§ **Passage given**:
--- Start ---
If a resource or person can't be identified in the directory, it simply won't get access to that domain, unless we explicitly grant them access. That can be the case when a person doesn't have an account in our domain, but needs to have access to resources that are on our platform. We can grant this person access using a business-to-consumer connection. In Azure, that is conveniently called B2C, in AWS it's called Cognito, and in GCP, Cloud Identity.
We have identified a person or a resource using the directory, but now we have to make sure that this resource can only do what we want or allow it to do – and nothing more. This is what we call authorization: we specify what a resource is allowed to do, when certain criteria are met. First, we really want to make sure that the resource is whoever it claims it is. For people logging in, it is advised to use multi-factor authentication. For compute resources, we will have to work with another mechanism and typically that will be based on keys: a complex, unique hash that identifies the resource.
One more time: we have defined identities in our environment, either human personnel or system identities. How can we define what an identity is allowed in our environment? For that we need Role-Based Access Control (RBAC). RBAC in Azure, IAM in AWS, and Cloud Identity in GCP let you manage access to (parts of) the environment and what identities can do in that environment. We can also group identities for which a specific RBAC policy applies.
We have already concluded that all cloud platforms support AD and the underlying protocols. So, we can federate our AD with domains in these different clouds. Within Azure, the obvious route to do so would be through connecting AD to Azure AD. Although this might seem like these are similar solutions, they are totally different things. AD is a real directory, whereas Azure AD is merely a tool to verify identities within Azure. It does not have the authentication mechanisms that AD has, such as Kerberos. Azure AD will authenticate using AD. And with that it's quite similar to the way the other platforms federate with AD. In both AWS and GCP, you will need identities that can be federated against AD. In other words, your AD will always remain the single source of truth for identity management, the one and only identity store.
Chapter 15, Identity and Access Management and Account Federation, is all about access management and account federation. In that chapter, we will further explore RBAC, but also things such as privileged access and eligible accounts.
The final thing to do is to combine all the previous sections into a service design and governance model for multi-cloud environments. So, what should the contents be of a service design? Just look at everything we have discussed so far. We need a design that covers all the topics: requirements, identities and access management, governance, costs, and security. Let's discuss these in detail.
This includes the service target that will comprise a number of components. Assuming that we are deploying environments in the public cloud, we should include the public cloud platform as such as a service target. The SLA for Microsoft Online Services describes the SLAs and KPIs committed to by Microsoft for the services delivered on Azure. These are published on https://azure.microsoft.com/en-us/support/legal/sla/. For AWS, the SLA documentation can be found at https://aws.amazon.com/legal/service-level-agreements/. Google published the SLAs for all cloud services on GCP at https://cloud.google.com/terms/sla/. These SLAs will cover the services that are provided by the respective cloud platforms; they do not cater for services that a business builds on top of these cloud-native services. By way of an example, if a business builds a tiered application with frontends, worker roles, and databases, and defines that as a service to a group of end users, this service needs to be documented separately as a service target.
--- End ---
§ **Dataset excerpts**:
--- Start ---
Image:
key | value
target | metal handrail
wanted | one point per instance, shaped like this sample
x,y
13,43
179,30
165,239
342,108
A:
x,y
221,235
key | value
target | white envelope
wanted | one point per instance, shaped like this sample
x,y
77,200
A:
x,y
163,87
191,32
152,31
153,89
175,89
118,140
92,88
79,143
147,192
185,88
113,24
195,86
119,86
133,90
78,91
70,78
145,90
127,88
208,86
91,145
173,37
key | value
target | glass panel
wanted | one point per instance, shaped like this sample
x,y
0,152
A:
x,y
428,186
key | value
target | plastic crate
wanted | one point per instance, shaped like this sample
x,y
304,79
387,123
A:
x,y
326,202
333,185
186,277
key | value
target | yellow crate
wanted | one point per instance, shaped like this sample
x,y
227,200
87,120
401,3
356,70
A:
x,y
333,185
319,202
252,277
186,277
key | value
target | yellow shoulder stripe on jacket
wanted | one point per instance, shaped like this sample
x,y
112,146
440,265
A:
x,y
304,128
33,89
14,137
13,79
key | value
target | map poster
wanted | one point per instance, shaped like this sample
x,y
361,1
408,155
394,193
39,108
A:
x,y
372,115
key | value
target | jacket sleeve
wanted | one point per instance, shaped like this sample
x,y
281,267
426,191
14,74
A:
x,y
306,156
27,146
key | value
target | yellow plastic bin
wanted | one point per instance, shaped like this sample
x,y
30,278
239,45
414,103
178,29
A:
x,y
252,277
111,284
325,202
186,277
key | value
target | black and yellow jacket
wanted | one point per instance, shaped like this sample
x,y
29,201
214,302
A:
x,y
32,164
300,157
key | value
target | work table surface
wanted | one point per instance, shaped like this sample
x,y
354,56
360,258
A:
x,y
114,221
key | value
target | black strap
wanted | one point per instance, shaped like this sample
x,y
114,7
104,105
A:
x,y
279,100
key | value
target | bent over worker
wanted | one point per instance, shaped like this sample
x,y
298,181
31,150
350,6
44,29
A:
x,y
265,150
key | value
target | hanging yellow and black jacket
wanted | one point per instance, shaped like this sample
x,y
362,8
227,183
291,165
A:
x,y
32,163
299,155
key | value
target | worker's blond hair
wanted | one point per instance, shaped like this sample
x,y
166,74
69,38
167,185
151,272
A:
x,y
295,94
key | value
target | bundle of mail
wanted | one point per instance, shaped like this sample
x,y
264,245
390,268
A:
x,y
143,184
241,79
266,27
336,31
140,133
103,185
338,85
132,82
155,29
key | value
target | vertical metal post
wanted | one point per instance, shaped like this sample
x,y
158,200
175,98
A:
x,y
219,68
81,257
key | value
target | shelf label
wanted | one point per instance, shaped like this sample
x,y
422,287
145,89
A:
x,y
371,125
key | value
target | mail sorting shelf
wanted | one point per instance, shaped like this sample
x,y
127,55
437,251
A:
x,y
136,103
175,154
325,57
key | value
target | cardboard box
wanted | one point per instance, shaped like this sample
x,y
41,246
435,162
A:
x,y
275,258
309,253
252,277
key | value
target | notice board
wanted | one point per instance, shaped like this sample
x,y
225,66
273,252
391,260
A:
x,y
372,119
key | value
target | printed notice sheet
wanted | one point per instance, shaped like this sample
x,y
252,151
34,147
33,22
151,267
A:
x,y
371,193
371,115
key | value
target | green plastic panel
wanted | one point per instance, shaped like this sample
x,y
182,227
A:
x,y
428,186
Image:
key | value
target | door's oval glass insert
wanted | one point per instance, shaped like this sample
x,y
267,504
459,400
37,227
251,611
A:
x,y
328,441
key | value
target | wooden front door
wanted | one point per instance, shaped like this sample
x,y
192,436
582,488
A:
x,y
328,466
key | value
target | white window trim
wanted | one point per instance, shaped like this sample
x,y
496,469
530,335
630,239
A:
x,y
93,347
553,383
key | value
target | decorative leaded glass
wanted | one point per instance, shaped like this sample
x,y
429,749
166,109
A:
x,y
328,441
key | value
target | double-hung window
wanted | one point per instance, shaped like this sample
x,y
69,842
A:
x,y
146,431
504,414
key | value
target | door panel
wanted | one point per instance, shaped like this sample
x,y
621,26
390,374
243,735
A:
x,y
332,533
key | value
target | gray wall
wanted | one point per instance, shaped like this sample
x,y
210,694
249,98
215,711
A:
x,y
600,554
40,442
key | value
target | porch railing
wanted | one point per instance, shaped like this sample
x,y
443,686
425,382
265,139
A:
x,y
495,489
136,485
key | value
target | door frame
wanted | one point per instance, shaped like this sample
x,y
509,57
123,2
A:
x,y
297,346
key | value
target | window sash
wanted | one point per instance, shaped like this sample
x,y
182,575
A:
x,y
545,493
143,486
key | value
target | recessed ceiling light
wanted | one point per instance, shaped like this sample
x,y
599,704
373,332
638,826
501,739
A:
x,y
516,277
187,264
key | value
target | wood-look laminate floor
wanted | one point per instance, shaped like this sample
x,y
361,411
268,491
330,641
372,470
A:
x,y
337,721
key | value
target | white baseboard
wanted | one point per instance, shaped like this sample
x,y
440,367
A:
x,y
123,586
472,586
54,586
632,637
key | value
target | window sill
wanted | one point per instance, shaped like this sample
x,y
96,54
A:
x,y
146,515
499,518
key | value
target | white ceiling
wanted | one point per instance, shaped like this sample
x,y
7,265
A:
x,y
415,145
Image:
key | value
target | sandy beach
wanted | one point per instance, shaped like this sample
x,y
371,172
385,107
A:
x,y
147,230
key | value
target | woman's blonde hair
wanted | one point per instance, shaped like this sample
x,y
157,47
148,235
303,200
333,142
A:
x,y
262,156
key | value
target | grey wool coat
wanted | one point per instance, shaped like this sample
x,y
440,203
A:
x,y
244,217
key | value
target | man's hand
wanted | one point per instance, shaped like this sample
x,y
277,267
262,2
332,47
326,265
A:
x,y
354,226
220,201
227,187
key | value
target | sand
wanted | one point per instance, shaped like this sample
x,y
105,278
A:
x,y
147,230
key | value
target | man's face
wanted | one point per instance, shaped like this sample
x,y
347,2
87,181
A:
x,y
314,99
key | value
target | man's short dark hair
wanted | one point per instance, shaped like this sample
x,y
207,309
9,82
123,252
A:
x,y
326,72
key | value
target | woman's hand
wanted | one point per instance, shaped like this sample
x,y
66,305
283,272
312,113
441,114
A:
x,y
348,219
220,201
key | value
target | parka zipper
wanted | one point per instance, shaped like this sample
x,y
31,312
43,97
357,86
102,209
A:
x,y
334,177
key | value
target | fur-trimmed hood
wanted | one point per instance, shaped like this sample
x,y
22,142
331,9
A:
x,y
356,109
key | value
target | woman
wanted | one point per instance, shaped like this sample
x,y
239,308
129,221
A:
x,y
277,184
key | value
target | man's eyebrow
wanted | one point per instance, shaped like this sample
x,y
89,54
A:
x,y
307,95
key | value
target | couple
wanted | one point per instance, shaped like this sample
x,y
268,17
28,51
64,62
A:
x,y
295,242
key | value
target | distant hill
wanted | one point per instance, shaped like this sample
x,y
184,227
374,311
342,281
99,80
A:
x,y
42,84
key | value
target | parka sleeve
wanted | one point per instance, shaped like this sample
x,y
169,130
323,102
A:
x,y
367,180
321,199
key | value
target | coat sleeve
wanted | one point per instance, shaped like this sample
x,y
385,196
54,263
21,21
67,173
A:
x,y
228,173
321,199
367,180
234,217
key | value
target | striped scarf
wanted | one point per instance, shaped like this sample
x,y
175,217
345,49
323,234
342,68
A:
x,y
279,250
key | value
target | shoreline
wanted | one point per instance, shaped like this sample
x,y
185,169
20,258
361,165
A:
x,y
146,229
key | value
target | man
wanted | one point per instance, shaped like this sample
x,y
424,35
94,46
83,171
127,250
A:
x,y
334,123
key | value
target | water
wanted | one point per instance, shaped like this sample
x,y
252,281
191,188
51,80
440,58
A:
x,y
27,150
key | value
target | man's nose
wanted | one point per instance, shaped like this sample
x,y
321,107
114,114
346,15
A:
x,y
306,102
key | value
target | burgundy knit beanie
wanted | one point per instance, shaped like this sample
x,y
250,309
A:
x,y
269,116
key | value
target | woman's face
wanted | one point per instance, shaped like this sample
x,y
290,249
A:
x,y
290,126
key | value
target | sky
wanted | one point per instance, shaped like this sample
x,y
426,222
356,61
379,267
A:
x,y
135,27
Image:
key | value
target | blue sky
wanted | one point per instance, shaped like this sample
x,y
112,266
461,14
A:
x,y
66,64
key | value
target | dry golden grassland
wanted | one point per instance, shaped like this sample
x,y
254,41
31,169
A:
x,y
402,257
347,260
--- End ---
§ **Task goal**:
Rewrite the part of the cloud identity passage between "We have already" and "only identity store.", inclusive, substituting "natural" for "obvious". None of the entries are needed here.

§ **Solution below**:
We have already concluded that all cloud platforms support AD and the underlying protocols. So, we can federate our AD with domains in these different clouds. Within Azure, the natural route to do so would be through connecting AD to Azure AD. Although this might seem like these are similar solutions, they are totally different things. AD is a real directory, whereas Azure AD is merely a tool to verify identities within Azure. It does not have the authentication mechanisms that AD has, such as Kerberos. Azure AD will authenticate using AD. And with that it's quite similar to the way the other platforms federate with AD. In both AWS and GCP, you will need identities that can be federated against AD. In other words, your AD will always remain the single source of truth for identity management, the one and only identity store.